— begin —
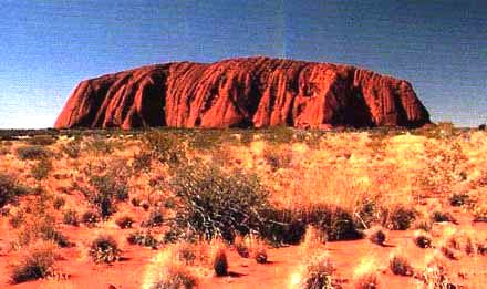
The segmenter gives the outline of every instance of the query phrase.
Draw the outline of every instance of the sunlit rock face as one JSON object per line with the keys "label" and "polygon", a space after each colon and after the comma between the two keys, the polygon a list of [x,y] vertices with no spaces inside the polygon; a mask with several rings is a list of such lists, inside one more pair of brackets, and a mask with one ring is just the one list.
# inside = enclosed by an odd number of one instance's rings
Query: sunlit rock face
{"label": "sunlit rock face", "polygon": [[417,127],[412,85],[350,65],[269,58],[175,62],[82,81],[55,127]]}

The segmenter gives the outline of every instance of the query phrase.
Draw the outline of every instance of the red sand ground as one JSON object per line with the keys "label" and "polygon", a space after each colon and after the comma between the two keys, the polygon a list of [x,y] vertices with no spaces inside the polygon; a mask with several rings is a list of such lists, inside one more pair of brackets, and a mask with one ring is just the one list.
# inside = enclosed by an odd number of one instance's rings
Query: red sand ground
{"label": "red sand ground", "polygon": [[[468,228],[472,226],[476,231],[485,233],[487,224],[473,224],[472,217],[460,211],[455,211],[455,217],[459,220],[458,228]],[[3,233],[0,237],[0,288],[139,288],[143,280],[145,265],[155,256],[156,250],[138,246],[124,245],[124,260],[111,266],[94,265],[90,258],[83,257],[85,248],[77,245],[73,248],[61,249],[63,260],[56,262],[56,268],[69,275],[66,280],[39,280],[20,285],[9,283],[9,264],[18,258],[17,254],[7,251],[9,231],[7,229],[7,219],[1,219]],[[445,224],[436,224],[437,228]],[[70,239],[90,239],[93,231],[81,227],[64,227],[63,230]],[[68,230],[69,228],[69,230]],[[108,229],[112,230],[112,229]],[[113,228],[116,234],[116,228]],[[118,234],[120,235],[120,234]],[[388,256],[393,251],[401,249],[410,259],[413,267],[415,264],[422,264],[426,252],[433,249],[417,248],[412,240],[414,231],[390,231],[387,234],[387,246],[380,247],[370,242],[367,239],[353,241],[335,241],[325,245],[330,258],[336,267],[336,276],[343,280],[343,288],[352,288],[353,269],[358,266],[362,257],[373,256],[380,267],[381,285],[392,288],[421,288],[419,282],[412,277],[398,277],[386,269]],[[435,241],[435,238],[434,238]],[[159,250],[163,250],[160,248]],[[231,277],[208,278],[201,280],[200,288],[288,288],[291,275],[296,272],[297,267],[305,258],[302,256],[302,249],[299,246],[284,248],[271,248],[268,250],[269,264],[259,265],[253,259],[244,259],[236,251],[229,251],[229,265]],[[468,257],[462,255],[459,260],[447,260],[448,268],[455,272],[455,280],[466,288],[483,288],[483,282],[487,280],[487,256]],[[465,277],[458,276],[462,272]]]}

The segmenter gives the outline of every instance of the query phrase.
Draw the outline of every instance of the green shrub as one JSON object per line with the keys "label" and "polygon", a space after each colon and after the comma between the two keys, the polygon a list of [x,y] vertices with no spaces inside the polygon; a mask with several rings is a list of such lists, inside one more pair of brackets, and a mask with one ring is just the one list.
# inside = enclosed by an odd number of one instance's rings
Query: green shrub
— end —
Written problem: Return every line of the material above unchanged, leaving out the pictures.

Exercise output:
The segmenter gives the outline of every instance of the query phrase.
Draw the outline of every instance of the sunlit rock face as one JSON object per line with the keys "label" and "polygon", a space after each colon and after the comma between the two keys, the polygon a list of [x,y] vertices with no spaces inside the polygon; a mask with several rings is a list of such lists, inside one more pair of brackets, and a mask with one ring is just the one list.
# inside = enclosed by an odd number of one instance's rings
Query: sunlit rock face
{"label": "sunlit rock face", "polygon": [[417,127],[412,85],[350,65],[269,58],[175,62],[82,81],[55,127]]}

The segmenter gives the outline of every instance of the query phrase.
Draw the outline of every instance of the red sand ground as one JSON object per line with the keys "label" and "polygon", a space after each colon and after the comma between the two keys, the polygon a list of [x,y] vertices with no spaces inside the polygon; a mask with several rings is a list of such lists, inside one more pair of brackets, and a mask with one ring is just the one list.
# inside = enclosed by an odd number of one instance's rings
Query: red sand ground
{"label": "red sand ground", "polygon": [[[468,228],[472,226],[476,231],[485,233],[487,224],[473,224],[472,217],[460,211],[455,211],[455,217],[459,220],[458,228]],[[3,233],[0,237],[0,288],[139,288],[143,280],[145,265],[155,256],[156,250],[138,246],[124,245],[124,260],[111,266],[94,265],[90,258],[83,257],[85,248],[77,245],[73,248],[61,249],[63,260],[56,262],[56,268],[69,275],[66,280],[39,280],[20,285],[9,283],[9,264],[18,258],[17,254],[7,251],[9,231],[7,229],[7,219],[1,219]],[[445,224],[436,224],[437,228]],[[70,239],[90,239],[93,231],[81,227],[64,227],[63,230]],[[68,230],[69,228],[69,230]],[[108,229],[112,230],[112,229]],[[113,228],[116,234],[116,228]],[[118,234],[120,235],[120,234]],[[388,256],[393,251],[401,249],[410,259],[413,267],[415,264],[422,264],[426,252],[433,249],[417,248],[412,240],[414,231],[390,231],[387,234],[387,246],[380,247],[370,242],[367,239],[353,241],[335,241],[325,245],[330,258],[336,267],[336,276],[343,280],[343,288],[352,288],[353,269],[358,266],[362,257],[373,256],[380,267],[381,285],[392,288],[421,288],[419,282],[412,277],[398,277],[386,269]],[[435,241],[435,238],[434,238]],[[159,250],[163,250],[160,248]],[[231,277],[208,278],[201,280],[200,288],[288,288],[291,275],[296,272],[297,267],[305,258],[302,256],[302,249],[299,246],[284,248],[271,248],[268,250],[269,264],[259,265],[253,259],[244,259],[236,251],[229,251],[229,265]],[[468,257],[462,255],[459,260],[447,260],[448,268],[455,272],[455,280],[466,288],[483,288],[483,282],[487,280],[487,256]],[[465,277],[458,276],[462,272]]]}

The segmenter gives the outline of every instance of the query phrase.
Draw the outline of every instance of the green shrub as one JSON object per line with the keys "label" and "polygon", a space after each colon and after the comma between the two keys, the polygon a list of [x,y] vertices with no spaces inside the polygon; a mask with several rings is a list of such lists, inside one more pair of brackets, and a mask with one ring is just the one list.
# inside = enclosed by an odd number of one instance's rings
Query: green shrub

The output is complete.